Pavol Steiner, also Pavel Steiner and Paul Steiner (29 March 1908 in Bratislava – 4 June 1969 in Martin, Žilina) was a Czechoslovak Olympic water polo player and swimmer. He was also a cardiology surgeon. Steiner competed in the 1928 Summer Olympics in water polo, won a bronze medal at the 1931 European Aquatics Championships in swimming, and won five swimming gold medals and one water polo gold medal combined at the 1932 Maccabiah Games and 1935 Maccabiah Games in Mandatory Palestine.

Water polo and swimming career

Steiner was Jewish, and was a member of Jewish sport clubs in interwar Czechoslovakia.

He competed at 19 years of age with the Czechoslovakia men's national water polo team in the 1927 European Water Polo Championship in Bologna, Italy, in which they came in 7th.

Steiner competed in the 1928 Summer Olympics in Amsterdam, the Netherlands, coming in 9th with the Czechoslovakia men's national water polo team in  water polo at the Games.

• _STORED DATA_
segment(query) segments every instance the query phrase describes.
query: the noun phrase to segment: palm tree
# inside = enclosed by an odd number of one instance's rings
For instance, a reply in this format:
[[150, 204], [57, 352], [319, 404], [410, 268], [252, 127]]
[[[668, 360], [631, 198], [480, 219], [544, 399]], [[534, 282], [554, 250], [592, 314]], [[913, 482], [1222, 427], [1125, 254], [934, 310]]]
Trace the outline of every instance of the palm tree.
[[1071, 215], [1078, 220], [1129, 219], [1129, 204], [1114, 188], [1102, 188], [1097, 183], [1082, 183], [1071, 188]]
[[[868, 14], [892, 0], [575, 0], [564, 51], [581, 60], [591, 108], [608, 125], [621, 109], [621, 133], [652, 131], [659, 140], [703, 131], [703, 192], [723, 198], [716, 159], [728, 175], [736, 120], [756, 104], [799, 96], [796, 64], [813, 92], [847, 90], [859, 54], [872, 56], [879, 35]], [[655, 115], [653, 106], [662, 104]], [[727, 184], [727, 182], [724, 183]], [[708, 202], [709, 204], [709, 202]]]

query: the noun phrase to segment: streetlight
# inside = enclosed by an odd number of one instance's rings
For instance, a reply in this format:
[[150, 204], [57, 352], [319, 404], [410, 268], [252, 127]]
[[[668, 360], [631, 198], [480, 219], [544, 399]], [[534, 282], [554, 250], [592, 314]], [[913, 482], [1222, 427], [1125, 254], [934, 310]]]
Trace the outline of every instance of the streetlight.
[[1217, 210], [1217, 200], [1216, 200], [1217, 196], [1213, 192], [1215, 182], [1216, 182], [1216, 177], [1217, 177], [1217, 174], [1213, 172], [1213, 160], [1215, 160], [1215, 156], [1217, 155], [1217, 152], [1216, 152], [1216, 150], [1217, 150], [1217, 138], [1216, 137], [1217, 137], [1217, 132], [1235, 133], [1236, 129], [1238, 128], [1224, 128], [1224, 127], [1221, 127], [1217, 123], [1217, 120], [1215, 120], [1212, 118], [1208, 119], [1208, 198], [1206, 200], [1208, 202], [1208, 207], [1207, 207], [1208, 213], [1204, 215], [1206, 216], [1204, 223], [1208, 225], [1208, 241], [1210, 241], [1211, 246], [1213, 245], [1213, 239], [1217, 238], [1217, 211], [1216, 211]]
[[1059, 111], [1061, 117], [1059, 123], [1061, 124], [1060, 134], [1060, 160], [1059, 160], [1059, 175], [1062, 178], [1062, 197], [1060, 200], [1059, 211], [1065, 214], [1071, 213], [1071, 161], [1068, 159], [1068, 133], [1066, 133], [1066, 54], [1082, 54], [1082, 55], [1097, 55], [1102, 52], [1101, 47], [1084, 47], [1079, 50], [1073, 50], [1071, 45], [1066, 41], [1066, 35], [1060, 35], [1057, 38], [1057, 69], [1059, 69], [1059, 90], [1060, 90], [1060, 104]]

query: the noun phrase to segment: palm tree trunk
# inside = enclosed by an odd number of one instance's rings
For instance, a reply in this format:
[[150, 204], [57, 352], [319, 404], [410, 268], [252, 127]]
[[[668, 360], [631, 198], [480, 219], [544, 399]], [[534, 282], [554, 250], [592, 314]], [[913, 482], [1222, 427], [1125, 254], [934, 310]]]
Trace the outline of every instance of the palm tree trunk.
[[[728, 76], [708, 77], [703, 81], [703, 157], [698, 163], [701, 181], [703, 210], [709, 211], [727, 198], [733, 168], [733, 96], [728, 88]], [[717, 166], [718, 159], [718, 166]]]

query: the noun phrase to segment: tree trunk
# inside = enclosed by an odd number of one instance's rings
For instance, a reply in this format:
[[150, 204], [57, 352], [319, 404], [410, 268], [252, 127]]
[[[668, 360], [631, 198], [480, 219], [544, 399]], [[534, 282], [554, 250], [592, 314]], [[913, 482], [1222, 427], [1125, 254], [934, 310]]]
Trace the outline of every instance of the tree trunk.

• _ACTIONS TO TAKE_
1. Answer these from the Pavol Steiner biography:
(a) On what date and in what place did Steiner die?
(b) In what place did the Czechoslovakia team finish at the 1927 European Water Polo Championship?
(c) In which city and country were the 1928 Summer Olympics held?
2. Pick up the Pavol Steiner biography after its final sentence and keep writing it.

• _ANSWERS FOR EACH ITEM_
1.
(a) 4 June 1969, in Martin, Žilina
(b) 7th
(c) Amsterdam, the Netherlands

2.
He also competed in swimming, and won a bronze medal at the 1931 European Aquatics Championships in Paris in the 100 m freestyle with the Czechoslovakia men's national swimming team. 

Steiner competed in swimming at the 1932 Maccabiah Games in Mandatory Palestine, the first Maccabiah Games, and won three gold medals. He won the 100m freestyle (breaking the record from Czechoslovakia), the 3x100m medley relay, and the 4x200m medley relay.

He competed at the 1935 Maccabiah Games. There, Steiner won two gold medals in swimming, in the 100m freestyle and in the 4x200m freestyle relay. He also won a team gold medal in water polo, as Czechoslovakia came out ahead of Austria and Palestine.

Cardiology surgeon
Steiner was a cardiology surgeon at Martin University Hospital in Martin, and performed there the first open cardiac surgery in Slovakia.

References

External links
"Pavol Steiner," sports-reference.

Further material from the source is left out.